Stored data:
---
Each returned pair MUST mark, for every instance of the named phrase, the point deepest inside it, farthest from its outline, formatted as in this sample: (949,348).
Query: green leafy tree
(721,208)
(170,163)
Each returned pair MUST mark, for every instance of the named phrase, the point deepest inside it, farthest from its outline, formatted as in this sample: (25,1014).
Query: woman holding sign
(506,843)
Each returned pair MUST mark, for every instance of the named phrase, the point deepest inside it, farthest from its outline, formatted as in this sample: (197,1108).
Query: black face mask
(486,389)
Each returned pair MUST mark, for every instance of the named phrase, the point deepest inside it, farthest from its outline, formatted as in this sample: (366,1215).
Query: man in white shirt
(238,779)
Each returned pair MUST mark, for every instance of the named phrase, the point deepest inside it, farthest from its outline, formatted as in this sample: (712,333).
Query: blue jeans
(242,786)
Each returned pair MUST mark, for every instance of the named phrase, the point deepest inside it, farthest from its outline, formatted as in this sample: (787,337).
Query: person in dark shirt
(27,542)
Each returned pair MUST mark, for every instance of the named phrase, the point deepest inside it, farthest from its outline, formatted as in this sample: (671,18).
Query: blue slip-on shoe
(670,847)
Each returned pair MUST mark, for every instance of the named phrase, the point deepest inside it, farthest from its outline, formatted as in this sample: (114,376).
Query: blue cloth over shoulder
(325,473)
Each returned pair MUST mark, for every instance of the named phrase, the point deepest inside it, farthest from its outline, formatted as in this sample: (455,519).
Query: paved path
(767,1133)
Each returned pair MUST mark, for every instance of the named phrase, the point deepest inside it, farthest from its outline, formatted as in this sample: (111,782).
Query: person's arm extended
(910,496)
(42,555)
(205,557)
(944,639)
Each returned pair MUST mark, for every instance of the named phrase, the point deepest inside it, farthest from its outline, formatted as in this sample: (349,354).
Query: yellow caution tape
---
_TASK_: Starting with the line that contains "Query: blue slip-on shoe", restate every line up to and including the last one above, exactly.

_OUTPUT FOR THIS TASK_:
Query: blue slip-on shoe
(670,847)
Each returned pair MUST mark, for every instance of the named phrase, the point deepest inside it, farthest from its outline, formatted as in this sample: (114,376).
Query: blue cloth over shoulder
(325,473)
Each returned pair MUST mark, for every instance of the named phrase, the point deepest inside it, farthest from its outline, formatted as in this sample: (455,519).
Query: paved path
(767,1133)
Each returned pair MUST mark, for every instance of the named phrase, the point deepest inside it, farthest from its outline, formatted as in this sample: (111,782).
Query: person's arm extended
(910,496)
(42,555)
(205,557)
(944,639)
Each returned pair MUST mark, for every instance of the named phrase, the point deepest inside it, farthest from its outline, formatted as in this sample: (349,354).
Query: yellow caution tape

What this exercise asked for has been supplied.